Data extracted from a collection
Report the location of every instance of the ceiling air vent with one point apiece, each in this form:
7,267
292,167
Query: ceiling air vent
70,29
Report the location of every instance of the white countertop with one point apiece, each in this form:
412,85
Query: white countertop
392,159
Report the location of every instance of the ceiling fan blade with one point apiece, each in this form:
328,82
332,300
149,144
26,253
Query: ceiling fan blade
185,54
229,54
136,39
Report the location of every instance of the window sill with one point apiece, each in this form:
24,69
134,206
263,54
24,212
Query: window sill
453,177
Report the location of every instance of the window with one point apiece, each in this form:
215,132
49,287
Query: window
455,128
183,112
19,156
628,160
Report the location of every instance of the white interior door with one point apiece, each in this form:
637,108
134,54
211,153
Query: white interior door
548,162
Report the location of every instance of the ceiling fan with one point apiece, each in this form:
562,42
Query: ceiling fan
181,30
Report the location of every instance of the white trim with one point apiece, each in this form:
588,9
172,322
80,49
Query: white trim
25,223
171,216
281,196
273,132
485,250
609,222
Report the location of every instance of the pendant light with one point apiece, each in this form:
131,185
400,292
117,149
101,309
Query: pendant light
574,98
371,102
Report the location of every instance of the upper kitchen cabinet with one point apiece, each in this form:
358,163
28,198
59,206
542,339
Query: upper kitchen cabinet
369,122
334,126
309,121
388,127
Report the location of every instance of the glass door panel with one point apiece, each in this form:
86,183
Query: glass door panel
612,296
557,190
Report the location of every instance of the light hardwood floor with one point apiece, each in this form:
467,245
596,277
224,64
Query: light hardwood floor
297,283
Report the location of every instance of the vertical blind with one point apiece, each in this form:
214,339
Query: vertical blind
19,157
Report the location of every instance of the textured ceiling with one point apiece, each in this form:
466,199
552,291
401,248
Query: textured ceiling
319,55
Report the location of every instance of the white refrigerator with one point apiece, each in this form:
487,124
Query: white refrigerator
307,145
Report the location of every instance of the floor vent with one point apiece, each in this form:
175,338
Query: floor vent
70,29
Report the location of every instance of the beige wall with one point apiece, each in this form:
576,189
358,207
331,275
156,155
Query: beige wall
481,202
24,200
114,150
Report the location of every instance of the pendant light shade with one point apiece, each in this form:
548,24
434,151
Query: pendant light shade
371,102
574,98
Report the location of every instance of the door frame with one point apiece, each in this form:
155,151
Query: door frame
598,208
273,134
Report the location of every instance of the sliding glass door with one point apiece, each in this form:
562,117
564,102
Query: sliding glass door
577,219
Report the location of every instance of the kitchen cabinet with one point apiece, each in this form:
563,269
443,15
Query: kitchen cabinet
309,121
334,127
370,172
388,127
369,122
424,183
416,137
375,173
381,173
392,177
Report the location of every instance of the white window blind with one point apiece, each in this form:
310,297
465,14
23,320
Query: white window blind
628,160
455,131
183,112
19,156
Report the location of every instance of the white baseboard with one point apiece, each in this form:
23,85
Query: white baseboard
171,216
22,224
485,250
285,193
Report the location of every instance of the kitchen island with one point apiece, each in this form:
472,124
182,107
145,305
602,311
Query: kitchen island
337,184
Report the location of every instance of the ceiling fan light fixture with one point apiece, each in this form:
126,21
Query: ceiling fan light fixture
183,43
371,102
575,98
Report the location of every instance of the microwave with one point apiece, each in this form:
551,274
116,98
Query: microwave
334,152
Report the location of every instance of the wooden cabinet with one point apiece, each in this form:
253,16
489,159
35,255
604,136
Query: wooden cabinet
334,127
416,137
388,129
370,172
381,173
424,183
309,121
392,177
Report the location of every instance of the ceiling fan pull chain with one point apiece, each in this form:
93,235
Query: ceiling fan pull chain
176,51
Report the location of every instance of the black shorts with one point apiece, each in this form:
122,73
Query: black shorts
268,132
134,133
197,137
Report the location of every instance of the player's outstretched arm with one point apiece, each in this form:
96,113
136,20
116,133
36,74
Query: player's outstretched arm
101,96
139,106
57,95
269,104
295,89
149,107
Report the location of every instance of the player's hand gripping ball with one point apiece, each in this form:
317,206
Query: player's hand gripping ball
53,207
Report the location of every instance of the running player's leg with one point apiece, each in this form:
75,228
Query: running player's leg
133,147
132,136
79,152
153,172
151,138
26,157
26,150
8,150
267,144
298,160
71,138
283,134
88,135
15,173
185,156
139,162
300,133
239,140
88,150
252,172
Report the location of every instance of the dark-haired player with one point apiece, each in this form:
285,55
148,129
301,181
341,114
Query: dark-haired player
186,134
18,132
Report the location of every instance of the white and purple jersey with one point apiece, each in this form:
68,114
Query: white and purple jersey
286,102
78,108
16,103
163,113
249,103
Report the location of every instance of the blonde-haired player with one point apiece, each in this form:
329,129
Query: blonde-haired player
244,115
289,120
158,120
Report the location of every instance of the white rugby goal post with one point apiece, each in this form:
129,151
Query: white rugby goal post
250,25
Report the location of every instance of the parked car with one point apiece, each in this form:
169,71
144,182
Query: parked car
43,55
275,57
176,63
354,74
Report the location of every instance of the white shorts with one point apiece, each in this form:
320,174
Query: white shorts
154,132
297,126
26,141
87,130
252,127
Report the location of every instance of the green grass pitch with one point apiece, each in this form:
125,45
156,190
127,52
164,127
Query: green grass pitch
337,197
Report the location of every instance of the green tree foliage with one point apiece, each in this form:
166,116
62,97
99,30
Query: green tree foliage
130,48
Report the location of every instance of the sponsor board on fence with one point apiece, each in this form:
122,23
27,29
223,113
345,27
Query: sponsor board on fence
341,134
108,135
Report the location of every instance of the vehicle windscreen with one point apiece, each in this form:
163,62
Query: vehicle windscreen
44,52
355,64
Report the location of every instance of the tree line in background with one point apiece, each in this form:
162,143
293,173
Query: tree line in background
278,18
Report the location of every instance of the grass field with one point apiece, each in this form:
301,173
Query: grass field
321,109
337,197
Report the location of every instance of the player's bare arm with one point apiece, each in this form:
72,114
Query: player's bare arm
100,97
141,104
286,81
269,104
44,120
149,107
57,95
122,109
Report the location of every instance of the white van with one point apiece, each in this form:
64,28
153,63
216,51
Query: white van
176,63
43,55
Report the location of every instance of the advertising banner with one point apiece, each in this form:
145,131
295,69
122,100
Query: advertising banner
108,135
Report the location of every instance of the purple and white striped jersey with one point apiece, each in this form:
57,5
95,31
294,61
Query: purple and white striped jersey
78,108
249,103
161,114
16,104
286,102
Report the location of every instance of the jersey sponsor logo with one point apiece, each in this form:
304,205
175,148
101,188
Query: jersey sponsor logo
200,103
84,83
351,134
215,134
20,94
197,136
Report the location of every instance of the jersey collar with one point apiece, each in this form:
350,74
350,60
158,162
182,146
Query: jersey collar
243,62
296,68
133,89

Assignment
Output the entries above word for word.

Result below
Report the location of every instance of the ceiling air vent with one point apiece, each in this form:
7,267
292,167
Query: ceiling air vent
70,29
Report the location of every instance of the white countertop with one point apiece, each in this form:
412,85
Query: white countertop
392,159
Report the location of every instance of the ceiling fan blade with one point apiece, each in this form:
328,82
332,300
149,144
26,253
Query: ceiling fan blade
185,54
229,54
136,39
Report the location of every instance of the window sill with one point apiece, each in this form:
24,69
134,206
263,54
24,212
Query: window sill
453,177
Report the location of every instance of the window with one point apiece, each in this form:
215,132
49,287
Query: window
455,128
183,112
19,156
628,160
Report the location of every instance of the white interior door with one point apiece, each in this form:
637,108
134,54
211,153
Query: white interior door
548,162
Report the location of every instance of the ceiling fan with one point apiece, each in this form:
562,42
Query: ceiling fan
181,30
Report the location of every instance of the white trim with one point apiece, each in this form:
588,9
172,322
80,49
Query: white trim
25,223
171,216
281,196
273,132
485,250
609,222
Report the location of every instance of the pendant light with one point apiece, each in this form:
131,185
400,292
117,149
101,309
Query: pendant light
574,98
371,102
Report the location of every instance of the upper kitchen cabinet with one point apiece, each in this form:
358,163
28,198
59,206
542,339
Query: upper kitchen cabinet
369,122
334,126
309,121
388,127
Report the location of every instance of the glass door panel with one point apiece, each in this form:
86,183
Query: glass door panel
612,296
557,190
Report the location of every instance of the light hardwood floor with one point apiece, each in this form:
467,245
596,277
224,64
Query: light hardwood floor
297,283
Report the location of every instance of the vertical blind with one point apiece, each in this form:
214,339
Query: vertical blind
19,157
Report the location of every instance of the textured ceiling with one point apiece, each in this form:
466,199
552,291
401,248
Query: textured ceiling
319,55
Report the location of every instance of the white refrigerator with one point apiece, each in this form:
487,124
Query: white refrigerator
307,145
Report the location of every instance of the floor vent with one point apiece, each in this form:
175,338
Query: floor vent
70,29
Report the location of every instance of the beige wall with one point apiece, each in this form:
576,189
358,207
331,275
156,155
Query: beige wall
481,202
24,200
114,150
Report the location of every instance of the pendant light shade with one point apiece, each in this form:
548,24
434,151
Query: pendant light shade
371,102
574,98
Report the location of every instance of the door frame with one point apiece, each in this form:
155,151
Query: door frame
598,208
273,134
Report the location of every instance of the sliding glass door with one point apiece, each in this form:
562,117
564,102
Query: sliding glass door
577,219
Report the location of every instance of the kitchen cabinet with one point apiece, each in this form:
563,269
443,15
Query: kitchen cabinet
309,121
334,127
370,172
388,127
369,122
424,183
416,137
375,173
381,173
392,177
Report the location of every instance of the white window blind with one point apiece, each in this form:
310,297
465,14
23,320
Query: white window blind
628,160
455,131
183,112
19,156
Report the location of every instance of the white baseboard with one point apiece, each in this form:
23,85
Query: white baseboard
171,216
22,224
485,250
285,193
Report the location of every instance of the kitchen island with one point apiece, each in this form:
472,124
182,107
145,305
602,311
Query: kitchen island
337,184
Report the location of every instance of the ceiling fan light fixture with one point apiece, each in this form:
126,21
Query: ceiling fan light fixture
183,43
371,102
575,98
Report the location of every instance of the microwave with one point apiece, each in this form:
551,274
116,98
Query: microwave
334,152
Report the location of every instance of the wooden cabinet with one point apiece, each in this form:
253,16
489,159
35,255
604,136
Query: wooden cabinet
334,127
416,137
388,129
370,172
381,173
424,183
309,121
392,177
Report the location of every instance of the ceiling fan pull chain with one point apiece, each in this form:
93,235
Query: ceiling fan pull chain
176,51
Report the location of every instance of the black shorts with one point apiece, each in this form:
122,73
Query: black shorts
268,132
134,133
197,137
Report the location of every instance of the player's outstretched arm with one point apiece, each in this form:
96,113
136,20
116,133
36,74
Query: player's outstretched arm
101,96
139,106
57,95
269,104
295,89
149,107
Report the location of every instance of the player's hand gripping ball with one point apiece, each in this form:
317,206
Query: player's hand gripping ball
53,207
Report the location of every instance of the running player's leg with one point apiece, each in this form:
75,228
Query: running player's leg
133,147
132,136
79,152
153,172
151,138
26,157
26,150
8,150
267,144
298,160
71,138
283,134
88,135
15,173
185,156
139,162
300,133
239,140
88,150
252,172
Report the location of every instance of the dark-haired player with one point apiece, each in this form:
285,55
148,129
301,181
341,114
Query: dark-haired player
186,134
18,132
Report the location of every instance of the white and purple jersey with one point apiece, each in this form:
68,114
Query: white and purple jersey
286,102
78,108
16,103
163,113
249,103
Report the location of every instance of the blonde-haired player with one point apiece, each in this form:
329,129
Query: blonde-haired player
244,115
289,120
158,120
Report the location of every instance of the white rugby goal post with one point apiece, each in this form:
129,151
Query: white rugby goal post
250,25
Report the location of every instance of the parked car with one point apiece, each in this form:
169,71
144,182
Query: parked car
43,55
275,57
176,63
354,74
Report the location of every instance of the white shorts with one point apiece, each in this form:
320,174
Query: white shorts
154,132
297,126
26,141
87,130
252,127
Report the location of every instance of the green grass pitch with one point apiece, each in this form:
125,45
156,190
127,52
164,127
Query: green grass pitch
337,197
Report the location of every instance of the green tree foliage with one point apiece, each in this form:
166,116
62,97
99,30
Query: green tree foliage
130,48
Report the location of every instance of the sponsor board on fence with one point apiece, each in this form:
122,23
27,29
223,113
345,27
Query: sponsor board on fence
341,134
108,135
Report the location of every instance of the vehicle windscreen with one point apiece, each in this form:
163,62
Query: vehicle windscreen
44,52
355,64
Report the location of every instance of the tree line in background with one point apiece, each in this form:
162,143
293,173
Query: tree line in background
278,18
Report the location of every instance of the grass field with one point apiece, each in this form:
301,173
Query: grass field
321,109
337,197
Report the location of every instance of the player's bare arm with one point apiece, each in this form:
72,114
Query: player's bare arm
100,97
141,104
286,81
269,104
44,120
149,107
57,95
122,109
Report the location of every instance of the white van with one point apiece, each in this form:
64,28
153,63
216,51
Query: white van
176,63
43,55
Report the location of every instance of the advertising banner with one point apiece, each in this form:
145,131
295,69
122,100
Query: advertising banner
108,135
Report the location of every instance of the purple and white striped jersey with one point apiece, each in this form:
57,5
95,31
294,61
Query: purple and white striped jersey
78,108
249,103
161,114
16,104
286,102
Report the location of every instance of the jersey sponsor logo with one point apiece, each in this form:
304,205
175,148
101,188
Query: jersey sponsor logo
200,103
84,83
351,134
215,134
20,94
197,136
Report the location of every instance of the jersey collar with one point apiece, each in this form:
350,74
350,60
158,162
182,146
Query: jersey collar
243,62
296,68
133,89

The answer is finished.